• [TEXT EXCERPT]
· · ·

What Is The Name Of Apple’s Second Computer

Not a trivial question: How do you spell the name of Apple’s second computer? The question seems trivial, and is simple enough to dive into; but, the answers reveal one challenge that museums, archives, libraries, and collections must face. Knowing one name is not enough – and that not even the company that generated the history gets the history right.

Archivists need to track artifacts. That sounds simple enough. Build a database. Fill in a description of every item. Pat yourself on your back. Then search the database for histories, connections, and relationships. If it was only that simple.

People are not automatons. They don’t know if or how an idea is going to progress. Why worry about consequences decades in the future when you’re scrambling to survive today?

HCLE is fortunate to have number 10 of Apple’s second computer. Great. Lets add it into the recently constructed database. Typos matter. Spell it right. Is it Apple 2, Apple II, Apple ii, Apple //, or Apple ][? Check a bit of history and find that the hardware may have one thing stamped on it. Apple ][. What’s a ][? A ][ is a clever bit of marketing, and a bit of fun, too. A ][ is not, however, something that works well with computers. Isn’t that ironic?

photo: bilby/wikicommons

Versions of the machine also used Apple II, Apple ii, and Apple //, if not on the plate, then at least in the literature. Journalists who didn’t check their details created other variants. How about Apple-2? We humans can translate the differences, but we must train our computers to do the same thing. For the archivist, it means knowing which variations to include in the databases so searches, searchers, and artifacts don’t get lost. Knowing all the names is necessary.

Original Apple computers are valuable. HCLE is fortunate enough to have a couple of the earliest, so getting this right is worth our time.

Protecting such valuable artifacts also means keeping them safe and secure, which gets in the way of checking such details. We resorted to the literature. That’s simple enough. Just do a search. And welcome back to the original problem.

Congratulations to Apple. The company is nice enough to have user manuals online that stretch back almost far enough. 36 pages into the support.apple.com/manuals site is a 74 page seemingly typewritten document for the Apple IIe, not the Apple II, but close.

· · ·

• [RECORDS]

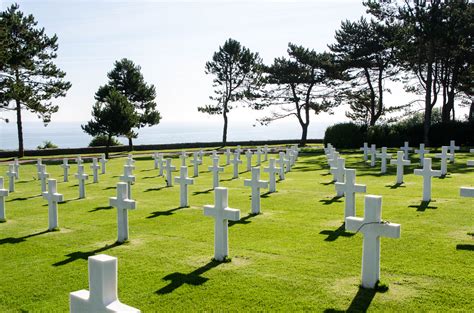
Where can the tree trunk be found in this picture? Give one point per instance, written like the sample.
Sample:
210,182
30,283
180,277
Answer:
21,151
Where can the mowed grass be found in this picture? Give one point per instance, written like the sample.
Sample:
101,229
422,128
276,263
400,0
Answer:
293,256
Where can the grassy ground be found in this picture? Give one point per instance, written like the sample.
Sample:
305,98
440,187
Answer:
294,256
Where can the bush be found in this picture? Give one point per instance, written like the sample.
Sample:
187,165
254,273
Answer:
47,145
101,140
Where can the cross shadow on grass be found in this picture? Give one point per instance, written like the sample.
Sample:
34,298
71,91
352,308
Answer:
332,235
194,278
100,208
423,206
165,213
244,220
362,300
73,256
13,240
466,247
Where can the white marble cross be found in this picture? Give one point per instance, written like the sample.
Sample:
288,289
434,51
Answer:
42,175
272,170
406,150
384,156
427,173
373,153
365,149
196,161
452,149
102,294
222,214
95,169
65,167
444,156
215,169
183,180
227,156
81,177
11,177
17,168
400,162
255,183
3,195
53,198
373,228
128,178
235,162
422,151
103,161
123,204
169,168
248,155
348,189
281,162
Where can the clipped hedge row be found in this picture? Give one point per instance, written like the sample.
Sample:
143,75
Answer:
351,135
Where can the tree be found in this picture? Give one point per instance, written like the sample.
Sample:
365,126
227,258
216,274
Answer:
363,49
32,79
114,116
126,78
237,73
297,85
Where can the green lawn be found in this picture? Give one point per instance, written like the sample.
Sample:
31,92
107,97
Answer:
293,256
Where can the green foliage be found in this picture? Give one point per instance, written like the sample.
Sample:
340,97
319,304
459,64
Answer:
33,79
47,145
103,140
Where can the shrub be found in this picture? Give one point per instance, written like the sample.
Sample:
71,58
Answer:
101,140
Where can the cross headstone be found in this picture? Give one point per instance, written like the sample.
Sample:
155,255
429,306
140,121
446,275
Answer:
373,228
427,173
222,214
17,167
384,156
373,153
215,169
400,162
248,155
272,171
103,162
452,149
227,156
81,177
406,150
53,198
235,162
255,183
169,168
11,177
123,204
102,294
348,189
65,167
128,178
42,175
365,149
183,180
95,169
444,156
338,173
196,161
281,162
3,195
422,151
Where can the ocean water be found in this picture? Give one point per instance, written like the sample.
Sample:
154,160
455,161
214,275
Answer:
70,134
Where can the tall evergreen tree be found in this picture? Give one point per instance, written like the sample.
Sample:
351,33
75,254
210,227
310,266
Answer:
126,78
32,79
236,73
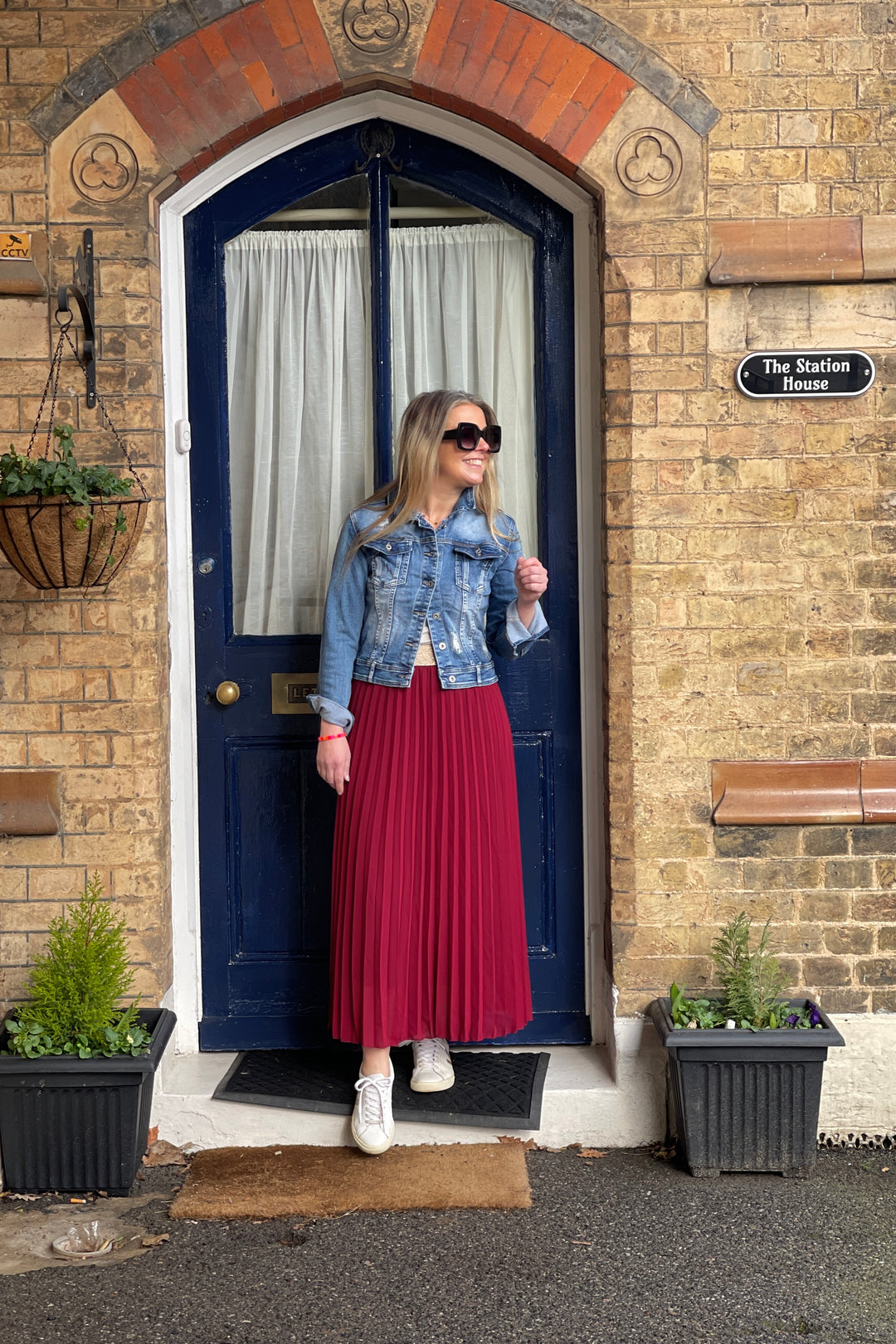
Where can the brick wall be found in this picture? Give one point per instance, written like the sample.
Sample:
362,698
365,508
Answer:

· · ·

• [SET TASK 1] From the text about naming Apple's second computer, list the kinds of institutions it says must face the challenge the question reveals.
• [SET TASK 2] Output the passage of the Apple computer naming text that opens with the words containing "What Is The" and closes with "to survive today?".

• [WORKED SOLUTION 1] museums, archives, libraries, collections

• [WORKED SOLUTION 2]
What Is The Name Of Apple’s Second Computer

Not a trivial question: How do you spell the name of Apple’s second computer? The question seems trivial, and is simple enough to dive into; but, the answers reveal one challenge that museums, archives, libraries, and collections must face. Knowing one name is not enough – and that not even the company that generated the history gets the history right.

Archivists need to track artifacts. That sounds simple enough. Build a database. Fill in a description of every item. Pat yourself on your back. Then search the database for histories, connections, and relationships. If it was only that simple.

People are not automatons. They don’t know if or how an idea is going to progress. Why worry about consequences decades in the future when you’re scrambling to survive today?